_Task prompt_
Output the records. Match them exactly.

_Material shown_
((

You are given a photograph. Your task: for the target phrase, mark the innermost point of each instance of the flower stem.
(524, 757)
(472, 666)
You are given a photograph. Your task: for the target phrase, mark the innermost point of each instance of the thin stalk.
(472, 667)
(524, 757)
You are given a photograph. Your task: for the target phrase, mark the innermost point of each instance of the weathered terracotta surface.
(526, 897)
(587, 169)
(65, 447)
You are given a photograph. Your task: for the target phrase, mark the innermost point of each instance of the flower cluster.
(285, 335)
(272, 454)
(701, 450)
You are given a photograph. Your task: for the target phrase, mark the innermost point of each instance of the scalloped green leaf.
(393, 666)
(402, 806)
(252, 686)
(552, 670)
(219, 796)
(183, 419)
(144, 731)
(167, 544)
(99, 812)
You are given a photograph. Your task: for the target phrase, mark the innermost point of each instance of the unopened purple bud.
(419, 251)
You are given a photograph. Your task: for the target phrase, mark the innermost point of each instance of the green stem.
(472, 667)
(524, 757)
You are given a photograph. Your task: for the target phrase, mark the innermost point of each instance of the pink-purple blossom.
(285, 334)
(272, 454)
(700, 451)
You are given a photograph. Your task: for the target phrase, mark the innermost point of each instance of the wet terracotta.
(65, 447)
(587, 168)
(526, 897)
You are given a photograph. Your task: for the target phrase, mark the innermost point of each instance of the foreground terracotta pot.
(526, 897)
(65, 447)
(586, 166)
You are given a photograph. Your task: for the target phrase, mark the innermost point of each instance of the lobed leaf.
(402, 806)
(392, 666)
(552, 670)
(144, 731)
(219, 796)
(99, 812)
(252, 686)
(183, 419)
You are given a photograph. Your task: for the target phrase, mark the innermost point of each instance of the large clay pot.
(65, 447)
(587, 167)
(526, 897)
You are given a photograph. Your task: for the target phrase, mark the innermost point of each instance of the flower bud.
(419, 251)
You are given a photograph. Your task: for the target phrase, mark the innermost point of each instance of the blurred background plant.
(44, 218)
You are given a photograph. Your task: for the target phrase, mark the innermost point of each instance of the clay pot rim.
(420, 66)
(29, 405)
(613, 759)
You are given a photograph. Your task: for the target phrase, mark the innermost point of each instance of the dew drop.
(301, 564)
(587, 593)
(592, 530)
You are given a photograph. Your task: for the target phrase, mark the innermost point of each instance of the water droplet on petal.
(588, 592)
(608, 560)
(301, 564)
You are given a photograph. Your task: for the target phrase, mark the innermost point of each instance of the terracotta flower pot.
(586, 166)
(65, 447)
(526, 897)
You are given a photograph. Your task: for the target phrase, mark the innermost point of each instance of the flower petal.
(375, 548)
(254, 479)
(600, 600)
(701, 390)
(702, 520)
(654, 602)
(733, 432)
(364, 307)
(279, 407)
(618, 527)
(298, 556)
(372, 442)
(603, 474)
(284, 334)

))

_Task output_
You are given a photograph. Your task: for the target phrase, mark the innermost point of each instance of the flower stem.
(524, 757)
(472, 666)
You are given a photograph. Your task: for the target phrase, mark the innermost point of each instance of the thin stalk.
(472, 667)
(524, 757)
You are given a photograph. Your task: for the target phrase, mark the innermost point of each instance of the weathered terracotta surface.
(526, 897)
(587, 169)
(65, 447)
You are given a photograph. Your task: for the target phrase, mark the innermost point of each instance of the flower cluster.
(285, 335)
(272, 454)
(701, 450)
You are given a photograph. Your task: for the target phrase, mark the innermost point of each instance of the scalloped green leaf.
(393, 666)
(402, 806)
(252, 686)
(552, 670)
(219, 796)
(183, 419)
(144, 731)
(167, 544)
(99, 812)
You are given a photograph. Your task: for the target phrase, mark the innermost point of each instance of the unopened purple bud.
(419, 251)
You are given a photograph. Your task: for the target phrase, mark the innermost point of each instance of the green stem.
(472, 667)
(524, 757)
You are given a photograph. Your task: for the target phrase, mark the innermost point of each instance of the pink-purple blossom.
(285, 334)
(272, 454)
(700, 451)
You are given a photograph. Your task: for the target phrase, mark the innermost point of each instance of the wet terracotta.
(65, 447)
(587, 168)
(526, 897)
You are given a photograph. Your task: for the target phrase, mark the innermost point of each instance of the foreground terracotta pot.
(526, 897)
(65, 447)
(586, 166)
You are given a photograph. Your task: for the target phrase, mark the innermost point of each instance of the lobed leaf.
(402, 806)
(392, 666)
(552, 670)
(144, 731)
(219, 796)
(99, 812)
(252, 686)
(183, 419)
You are given a photograph. Your task: for the target phrase, mark the innermost point of each instance of the large clay pot.
(65, 447)
(587, 167)
(526, 897)
You are given a photograph. Your task: for the target phrase, mark the innermost point of each instance of the flower bud.
(419, 251)
You are given a photograph. Your task: for the target phrase, mark the innermost point of each instance of the blurred background plant.
(44, 218)
You are given a photograph. Your task: for the target phrase, mark the innermost point of each instance of the clay pot rim.
(420, 66)
(29, 405)
(613, 759)
You are given a photograph. Your task: for the target phrase, mark the innermost point of each instance of the dew drop.
(301, 564)
(587, 593)
(592, 530)
You are given a photograph. Your task: for the target phrase, mark the innermost point of each instance of the water droplet on petal.
(588, 592)
(608, 560)
(301, 564)
You are given a photograph. Your task: for the target phrase, mark the innermost point of each instance of the terracotta flower pot.
(586, 166)
(65, 447)
(526, 897)
You are given a photograph. Your task: for the target phrase, mark the innermost point of each instance of the flower petal.
(375, 548)
(254, 479)
(600, 600)
(701, 390)
(702, 520)
(654, 602)
(733, 432)
(364, 307)
(279, 407)
(618, 527)
(298, 556)
(372, 442)
(603, 474)
(284, 334)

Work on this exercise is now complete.